**Data to process:**
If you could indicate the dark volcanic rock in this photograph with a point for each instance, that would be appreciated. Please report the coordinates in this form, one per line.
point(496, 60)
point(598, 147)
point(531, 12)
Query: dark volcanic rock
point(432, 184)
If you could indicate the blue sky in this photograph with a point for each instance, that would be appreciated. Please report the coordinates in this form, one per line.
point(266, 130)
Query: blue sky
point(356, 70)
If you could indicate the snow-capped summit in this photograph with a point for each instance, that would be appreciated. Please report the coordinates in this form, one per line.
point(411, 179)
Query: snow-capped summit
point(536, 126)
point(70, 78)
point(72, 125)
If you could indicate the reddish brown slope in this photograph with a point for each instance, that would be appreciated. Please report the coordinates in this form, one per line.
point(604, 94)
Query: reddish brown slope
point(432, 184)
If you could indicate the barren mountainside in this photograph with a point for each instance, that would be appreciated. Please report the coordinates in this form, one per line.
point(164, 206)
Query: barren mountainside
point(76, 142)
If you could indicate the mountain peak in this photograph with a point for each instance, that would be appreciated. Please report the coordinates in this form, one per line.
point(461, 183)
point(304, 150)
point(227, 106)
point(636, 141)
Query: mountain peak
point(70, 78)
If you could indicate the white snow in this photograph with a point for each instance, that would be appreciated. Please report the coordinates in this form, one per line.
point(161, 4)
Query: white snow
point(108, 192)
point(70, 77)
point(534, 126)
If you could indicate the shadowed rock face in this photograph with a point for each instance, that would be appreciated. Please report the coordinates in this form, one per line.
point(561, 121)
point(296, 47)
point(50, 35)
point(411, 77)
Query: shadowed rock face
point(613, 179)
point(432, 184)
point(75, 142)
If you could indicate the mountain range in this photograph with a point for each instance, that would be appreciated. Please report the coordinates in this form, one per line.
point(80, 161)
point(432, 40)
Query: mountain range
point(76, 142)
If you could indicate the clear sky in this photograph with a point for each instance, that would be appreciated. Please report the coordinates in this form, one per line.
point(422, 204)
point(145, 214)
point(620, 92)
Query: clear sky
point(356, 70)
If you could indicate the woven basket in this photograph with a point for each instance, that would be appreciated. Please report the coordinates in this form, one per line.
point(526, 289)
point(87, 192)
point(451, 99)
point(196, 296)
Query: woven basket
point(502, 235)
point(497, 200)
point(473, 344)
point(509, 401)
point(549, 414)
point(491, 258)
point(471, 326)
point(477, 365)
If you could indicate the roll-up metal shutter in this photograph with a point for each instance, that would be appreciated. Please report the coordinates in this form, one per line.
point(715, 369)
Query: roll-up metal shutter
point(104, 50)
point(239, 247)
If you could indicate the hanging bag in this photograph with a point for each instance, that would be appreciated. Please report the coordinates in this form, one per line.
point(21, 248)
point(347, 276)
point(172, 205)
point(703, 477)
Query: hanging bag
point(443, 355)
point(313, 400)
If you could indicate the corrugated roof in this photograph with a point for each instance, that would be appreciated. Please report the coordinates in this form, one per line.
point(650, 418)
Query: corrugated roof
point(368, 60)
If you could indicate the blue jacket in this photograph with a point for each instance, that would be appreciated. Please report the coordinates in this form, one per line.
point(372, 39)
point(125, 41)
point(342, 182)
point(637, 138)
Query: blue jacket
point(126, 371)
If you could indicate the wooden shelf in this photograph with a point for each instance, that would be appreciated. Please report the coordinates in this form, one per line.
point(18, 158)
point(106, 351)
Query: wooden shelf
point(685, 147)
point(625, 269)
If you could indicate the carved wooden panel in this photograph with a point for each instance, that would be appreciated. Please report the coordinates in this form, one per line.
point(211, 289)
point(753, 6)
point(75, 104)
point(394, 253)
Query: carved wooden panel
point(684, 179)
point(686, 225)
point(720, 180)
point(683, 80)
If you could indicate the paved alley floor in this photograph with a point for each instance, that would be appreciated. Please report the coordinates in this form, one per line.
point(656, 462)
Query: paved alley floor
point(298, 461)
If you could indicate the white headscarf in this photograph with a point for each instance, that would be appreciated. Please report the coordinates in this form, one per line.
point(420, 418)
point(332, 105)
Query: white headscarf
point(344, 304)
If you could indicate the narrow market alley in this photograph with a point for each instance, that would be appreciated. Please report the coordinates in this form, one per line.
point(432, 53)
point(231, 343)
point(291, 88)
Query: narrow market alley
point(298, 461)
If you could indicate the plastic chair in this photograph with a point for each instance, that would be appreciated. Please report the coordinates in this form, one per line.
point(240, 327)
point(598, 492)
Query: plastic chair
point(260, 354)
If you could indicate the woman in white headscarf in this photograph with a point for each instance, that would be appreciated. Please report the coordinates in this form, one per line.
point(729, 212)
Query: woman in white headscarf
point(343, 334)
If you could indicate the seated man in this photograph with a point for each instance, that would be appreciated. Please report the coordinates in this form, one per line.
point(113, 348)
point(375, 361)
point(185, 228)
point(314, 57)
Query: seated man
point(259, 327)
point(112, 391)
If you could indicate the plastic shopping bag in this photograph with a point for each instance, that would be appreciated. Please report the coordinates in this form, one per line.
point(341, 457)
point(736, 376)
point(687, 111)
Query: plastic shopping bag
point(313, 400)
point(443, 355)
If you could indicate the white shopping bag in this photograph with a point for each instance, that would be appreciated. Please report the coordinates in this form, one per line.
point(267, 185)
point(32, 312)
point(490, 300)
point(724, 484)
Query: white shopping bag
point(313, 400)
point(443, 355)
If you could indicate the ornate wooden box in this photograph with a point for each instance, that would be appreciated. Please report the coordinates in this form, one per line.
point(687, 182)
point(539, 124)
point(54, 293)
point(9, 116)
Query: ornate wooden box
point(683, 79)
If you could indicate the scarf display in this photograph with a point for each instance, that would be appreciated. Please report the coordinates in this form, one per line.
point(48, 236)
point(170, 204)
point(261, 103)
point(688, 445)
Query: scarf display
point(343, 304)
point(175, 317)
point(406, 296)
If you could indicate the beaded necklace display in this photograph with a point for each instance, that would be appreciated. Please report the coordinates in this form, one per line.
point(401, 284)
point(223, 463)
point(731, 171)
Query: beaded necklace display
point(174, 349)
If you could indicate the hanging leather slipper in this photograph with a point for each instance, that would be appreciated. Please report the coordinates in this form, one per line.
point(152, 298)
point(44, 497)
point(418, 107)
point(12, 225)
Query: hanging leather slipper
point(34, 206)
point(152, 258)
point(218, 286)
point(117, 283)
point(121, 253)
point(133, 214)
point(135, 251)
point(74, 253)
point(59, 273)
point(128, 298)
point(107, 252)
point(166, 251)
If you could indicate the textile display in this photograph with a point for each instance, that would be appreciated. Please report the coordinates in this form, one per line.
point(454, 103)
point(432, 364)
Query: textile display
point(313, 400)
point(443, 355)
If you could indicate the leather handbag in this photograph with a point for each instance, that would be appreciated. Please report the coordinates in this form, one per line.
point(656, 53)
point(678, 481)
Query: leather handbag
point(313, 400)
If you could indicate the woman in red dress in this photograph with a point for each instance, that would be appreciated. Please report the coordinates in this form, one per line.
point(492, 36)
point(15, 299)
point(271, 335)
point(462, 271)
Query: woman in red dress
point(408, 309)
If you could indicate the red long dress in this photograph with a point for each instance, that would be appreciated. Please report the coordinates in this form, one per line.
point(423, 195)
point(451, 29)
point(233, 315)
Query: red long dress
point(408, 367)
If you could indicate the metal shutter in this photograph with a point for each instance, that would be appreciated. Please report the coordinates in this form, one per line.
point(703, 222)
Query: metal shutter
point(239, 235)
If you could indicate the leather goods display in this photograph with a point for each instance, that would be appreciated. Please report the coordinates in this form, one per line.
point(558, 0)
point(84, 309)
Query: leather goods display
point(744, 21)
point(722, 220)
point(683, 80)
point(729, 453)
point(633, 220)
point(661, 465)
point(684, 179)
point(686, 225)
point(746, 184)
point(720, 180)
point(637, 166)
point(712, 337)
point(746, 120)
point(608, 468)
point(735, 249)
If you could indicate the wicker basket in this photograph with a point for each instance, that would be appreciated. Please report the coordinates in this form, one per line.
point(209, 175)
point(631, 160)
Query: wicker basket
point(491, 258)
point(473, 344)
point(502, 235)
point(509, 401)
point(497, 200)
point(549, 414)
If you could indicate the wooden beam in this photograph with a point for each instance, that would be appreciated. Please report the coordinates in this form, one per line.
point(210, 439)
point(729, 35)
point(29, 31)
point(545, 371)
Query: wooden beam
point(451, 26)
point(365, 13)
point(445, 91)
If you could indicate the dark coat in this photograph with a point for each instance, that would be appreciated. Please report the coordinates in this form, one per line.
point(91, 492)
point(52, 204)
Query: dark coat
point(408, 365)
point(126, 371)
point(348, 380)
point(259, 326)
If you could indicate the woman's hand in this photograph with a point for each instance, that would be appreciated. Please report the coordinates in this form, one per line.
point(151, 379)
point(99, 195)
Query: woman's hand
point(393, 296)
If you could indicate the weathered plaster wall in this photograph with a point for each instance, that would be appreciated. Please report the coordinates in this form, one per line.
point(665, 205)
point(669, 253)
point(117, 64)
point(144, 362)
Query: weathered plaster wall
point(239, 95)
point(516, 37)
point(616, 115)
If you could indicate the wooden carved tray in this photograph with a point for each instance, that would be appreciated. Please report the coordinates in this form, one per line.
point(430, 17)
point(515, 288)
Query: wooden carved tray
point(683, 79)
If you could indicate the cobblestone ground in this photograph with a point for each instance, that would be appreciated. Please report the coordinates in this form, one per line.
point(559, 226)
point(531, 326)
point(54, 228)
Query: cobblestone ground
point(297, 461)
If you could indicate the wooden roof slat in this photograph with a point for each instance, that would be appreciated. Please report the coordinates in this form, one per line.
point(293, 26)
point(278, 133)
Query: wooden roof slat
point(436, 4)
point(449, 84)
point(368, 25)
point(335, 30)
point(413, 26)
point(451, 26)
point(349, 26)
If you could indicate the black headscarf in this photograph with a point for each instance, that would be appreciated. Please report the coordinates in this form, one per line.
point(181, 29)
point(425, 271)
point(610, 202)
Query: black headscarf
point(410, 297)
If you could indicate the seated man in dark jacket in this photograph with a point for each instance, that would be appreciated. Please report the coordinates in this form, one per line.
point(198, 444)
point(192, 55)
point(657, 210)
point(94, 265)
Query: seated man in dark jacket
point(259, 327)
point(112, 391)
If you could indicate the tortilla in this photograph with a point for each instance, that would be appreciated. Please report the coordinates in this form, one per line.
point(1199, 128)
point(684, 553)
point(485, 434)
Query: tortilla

**Problem:**
Nothing but the lines from the one holding "Query: weathered plaster wall" through the end of the listing above should appear, each exactly as given.

**Response to this task:**
Query: weathered plaster wall
point(239, 95)
point(516, 37)
point(616, 115)
If you could indicate the wooden carved tray in this photograph with a point for each instance, that would be appreciated. Please report the coordinates in this form, one per line.
point(430, 17)
point(515, 288)
Query: wooden carved tray
point(683, 79)
If you could indicate the cobblestone ground in this photograph with a point for each instance, that would be appreciated. Please report the coordinates in this form, one per line.
point(559, 226)
point(531, 326)
point(54, 228)
Query: cobblestone ground
point(297, 461)
If you could indicate the wooden roof slat in this photograph with a point for each instance, that would be appreciated. Please report the coordinates in this form, one per line.
point(293, 26)
point(278, 133)
Query: wooden roof slat
point(436, 4)
point(449, 84)
point(368, 25)
point(335, 30)
point(413, 26)
point(451, 26)
point(349, 26)
If you could indicate the black headscarf in this photograph with a point for each instance, that would be appreciated. Please report the coordinates in this form, one per line.
point(181, 29)
point(425, 271)
point(610, 202)
Query: black headscarf
point(410, 297)
If you could indicate the seated man in dark jacket in this photograph with a point for each instance, that would be appreciated. Please report the coordinates in this form, one per line.
point(198, 444)
point(192, 55)
point(657, 210)
point(94, 265)
Query: seated man in dark jacket
point(259, 327)
point(112, 391)
If you could indicate the tortilla in this photograph with a point for each instance, that would be appreciated. Please report the coordinates in this form, one per line.
point(1199, 128)
point(684, 553)
point(485, 434)
Query: tortilla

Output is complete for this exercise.